[Outline annotation records]
------------------------------

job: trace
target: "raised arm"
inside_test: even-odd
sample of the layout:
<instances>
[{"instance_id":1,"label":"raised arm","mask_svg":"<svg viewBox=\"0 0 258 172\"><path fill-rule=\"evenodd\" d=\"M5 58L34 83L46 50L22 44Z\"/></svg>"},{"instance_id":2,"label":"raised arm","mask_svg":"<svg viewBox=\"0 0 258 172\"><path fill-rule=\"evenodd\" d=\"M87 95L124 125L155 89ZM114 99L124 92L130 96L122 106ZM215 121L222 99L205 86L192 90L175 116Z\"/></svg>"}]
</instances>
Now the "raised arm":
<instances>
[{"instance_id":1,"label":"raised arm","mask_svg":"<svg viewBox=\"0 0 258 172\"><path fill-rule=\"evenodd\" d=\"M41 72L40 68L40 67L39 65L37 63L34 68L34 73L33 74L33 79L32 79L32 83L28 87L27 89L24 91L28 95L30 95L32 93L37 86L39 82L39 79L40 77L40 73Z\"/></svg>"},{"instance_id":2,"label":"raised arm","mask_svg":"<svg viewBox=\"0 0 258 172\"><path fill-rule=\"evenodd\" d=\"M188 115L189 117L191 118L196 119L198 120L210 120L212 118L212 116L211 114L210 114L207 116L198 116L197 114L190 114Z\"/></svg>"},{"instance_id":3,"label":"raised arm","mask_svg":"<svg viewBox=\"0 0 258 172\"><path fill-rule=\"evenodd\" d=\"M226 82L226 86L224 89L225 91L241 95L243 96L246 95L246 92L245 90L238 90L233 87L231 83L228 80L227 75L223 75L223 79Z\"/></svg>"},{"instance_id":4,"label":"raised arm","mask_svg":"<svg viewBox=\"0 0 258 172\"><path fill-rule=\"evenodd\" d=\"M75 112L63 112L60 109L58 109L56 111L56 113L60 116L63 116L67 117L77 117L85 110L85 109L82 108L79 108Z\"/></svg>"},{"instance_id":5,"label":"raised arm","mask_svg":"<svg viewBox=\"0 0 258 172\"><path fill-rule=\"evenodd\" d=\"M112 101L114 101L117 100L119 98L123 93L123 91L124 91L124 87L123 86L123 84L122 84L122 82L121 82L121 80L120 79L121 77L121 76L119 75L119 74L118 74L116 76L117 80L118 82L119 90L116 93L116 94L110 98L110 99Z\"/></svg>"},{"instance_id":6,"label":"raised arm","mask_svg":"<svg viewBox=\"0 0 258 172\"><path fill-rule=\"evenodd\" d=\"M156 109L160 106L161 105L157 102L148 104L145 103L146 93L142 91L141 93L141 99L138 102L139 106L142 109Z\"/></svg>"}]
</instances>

------------------------------

Exercise objective
Please quote the data above word for word, leaving every character unchanged.

Result of the exercise
job: trace
target: "raised arm"
inside_test: even-odd
sample of the layout:
<instances>
[{"instance_id":1,"label":"raised arm","mask_svg":"<svg viewBox=\"0 0 258 172\"><path fill-rule=\"evenodd\" d=\"M5 58L34 83L46 50L22 44Z\"/></svg>"},{"instance_id":2,"label":"raised arm","mask_svg":"<svg viewBox=\"0 0 258 172\"><path fill-rule=\"evenodd\" d=\"M87 95L124 125L155 89ZM114 99L124 92L130 96L122 106ZM215 121L222 99L205 86L192 90L175 116Z\"/></svg>"}]
</instances>
Now the "raised arm":
<instances>
[{"instance_id":1,"label":"raised arm","mask_svg":"<svg viewBox=\"0 0 258 172\"><path fill-rule=\"evenodd\" d=\"M41 72L40 68L40 67L39 65L37 63L34 68L34 73L33 74L33 79L32 79L32 83L28 87L27 89L24 91L28 95L30 95L32 93L37 86L39 82L39 79L40 77L40 73Z\"/></svg>"},{"instance_id":2,"label":"raised arm","mask_svg":"<svg viewBox=\"0 0 258 172\"><path fill-rule=\"evenodd\" d=\"M188 115L189 117L191 118L196 119L198 120L210 120L212 118L212 116L211 114L210 114L207 116L198 116L197 114L190 114Z\"/></svg>"},{"instance_id":3,"label":"raised arm","mask_svg":"<svg viewBox=\"0 0 258 172\"><path fill-rule=\"evenodd\" d=\"M226 82L226 86L224 89L225 91L241 95L243 96L246 95L246 92L245 90L238 90L233 87L231 83L228 80L227 75L223 75L223 79Z\"/></svg>"},{"instance_id":4,"label":"raised arm","mask_svg":"<svg viewBox=\"0 0 258 172\"><path fill-rule=\"evenodd\" d=\"M75 112L63 112L60 109L58 109L56 111L56 113L60 116L63 116L67 117L77 117L85 110L85 109L82 108L79 108Z\"/></svg>"},{"instance_id":5,"label":"raised arm","mask_svg":"<svg viewBox=\"0 0 258 172\"><path fill-rule=\"evenodd\" d=\"M112 101L114 101L117 100L119 98L123 93L123 91L124 91L124 87L123 86L123 84L122 84L122 82L121 82L121 80L120 79L121 77L121 76L119 75L119 74L118 74L116 76L117 80L118 82L119 90L116 93L116 94L110 98L110 99Z\"/></svg>"},{"instance_id":6,"label":"raised arm","mask_svg":"<svg viewBox=\"0 0 258 172\"><path fill-rule=\"evenodd\" d=\"M156 109L160 106L161 105L157 102L148 104L145 103L146 93L142 91L141 93L141 99L138 102L139 106L142 109Z\"/></svg>"}]
</instances>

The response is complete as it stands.